_WHAT THIS EXERCISE ASKS_.
**1.** In the newsletter excerpt on code reusability, which language is said to have gotten garbage collection wrong?
**2.** Copy the newsletter excerpt word for word from "How do we make" to "got it wrong.".

_SELECTED EXCERPT_.
— Begin —
Issue 190 - September 12, 2016

Hello, functional programmers!

How do we make code reusable? Back in the 90s, Object Oriented Programming promised reusability and as an industry, we bought it. We did expand reuse with OOP. Compared with the imperative languages they replaced, OOP brought three things to the table.

  1. Garbage Collection
  2. Polymorphism
  3. Data Hiding

Garbage collection frees libraries and their clients from negotiating about ownership. Who needs to free the memory? If it's you, how will I know when I shouldn't access it any more? These decisions make reuse very difficult. Every library has to define a discipline to follow. Java got this right by using garbage collection. C++ got it wrong.

Polymorphism means that if you have a client of an object, another object that responds to the same messages can be used instead. That means you can reuse the client code without modification.

To maximise reusability, you'll want to minimize the number of different messages you have to respond to. That way, you have less to implement and more things can implement it. Java gets this right sometimes. But generally, the Java type system makes it difficult to work with polymorphism. Designing a small, reusable interface is surprisingly hard.

Clojure does a better job making small interfaces. ClojureScript was able to learn from the small mistakes of Clojure and make the interfaces even smaller. Plus Clojure's protocols let you extend existing classes with new interfaces.

Data hiding can increase reusability, too. If you really capture the essential relationships between the elements of state, your class can become a keeper of a universal truth. But, again, Java dropped the ball and recommended getters and setters. So after all of that data hiding, you just open the door to modifying the data willy-nilly. Mutable state is not so bad if mutation is hidden behind well-defined interfaces (which is how atoms, refs, agents, and vars work), but typical Java does not use data hiding.
— End —
_PROVIDED DATA_.
— Begin —
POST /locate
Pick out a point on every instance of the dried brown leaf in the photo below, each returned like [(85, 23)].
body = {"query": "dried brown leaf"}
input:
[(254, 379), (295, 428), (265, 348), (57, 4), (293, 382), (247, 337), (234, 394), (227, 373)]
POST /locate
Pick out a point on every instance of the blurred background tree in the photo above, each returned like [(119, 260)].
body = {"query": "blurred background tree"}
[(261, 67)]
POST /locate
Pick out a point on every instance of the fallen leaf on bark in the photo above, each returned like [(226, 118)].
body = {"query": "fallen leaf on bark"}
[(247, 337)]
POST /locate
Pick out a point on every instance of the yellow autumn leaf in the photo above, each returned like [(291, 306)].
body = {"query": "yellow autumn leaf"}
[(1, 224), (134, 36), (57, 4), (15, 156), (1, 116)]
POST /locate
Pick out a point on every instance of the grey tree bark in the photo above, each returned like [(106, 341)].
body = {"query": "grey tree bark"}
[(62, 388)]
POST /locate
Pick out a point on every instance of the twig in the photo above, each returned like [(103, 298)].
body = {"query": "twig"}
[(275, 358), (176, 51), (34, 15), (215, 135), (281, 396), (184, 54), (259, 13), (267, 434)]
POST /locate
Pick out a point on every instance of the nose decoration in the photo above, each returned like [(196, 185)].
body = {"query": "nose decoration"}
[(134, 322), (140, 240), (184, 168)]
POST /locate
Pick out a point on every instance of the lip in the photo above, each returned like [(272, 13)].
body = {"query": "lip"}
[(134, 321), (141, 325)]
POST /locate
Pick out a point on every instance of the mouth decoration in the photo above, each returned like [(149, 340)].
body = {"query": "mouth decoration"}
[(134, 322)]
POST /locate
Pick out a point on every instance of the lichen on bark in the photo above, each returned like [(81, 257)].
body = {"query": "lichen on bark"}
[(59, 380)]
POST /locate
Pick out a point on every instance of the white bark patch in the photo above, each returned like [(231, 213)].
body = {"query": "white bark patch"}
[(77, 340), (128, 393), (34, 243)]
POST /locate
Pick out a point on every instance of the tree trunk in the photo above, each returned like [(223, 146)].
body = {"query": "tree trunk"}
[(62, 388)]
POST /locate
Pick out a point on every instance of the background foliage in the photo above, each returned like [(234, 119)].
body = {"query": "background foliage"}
— End —
_THE RESULTS_.
**1.** C++

**2.**
How do we make code reusable? Back in the 90s, Object Oriented Programming promised reusability and as an industry, we bought it. We did expand reuse with OOP. Compared with the imperative languages they replaced, OOP brought three things to the table.

  1. Garbage Collection
  2. Polymorphism
  3. Data Hiding

Garbage collection frees libraries and their clients from negotiating about ownership. Who needs to free the memory? If it's you, how will I know when I shouldn't access it any more? These decisions make reuse very difficult. Every library has to define a discipline to follow. Java got this right by using garbage collection. C++ got it wrong.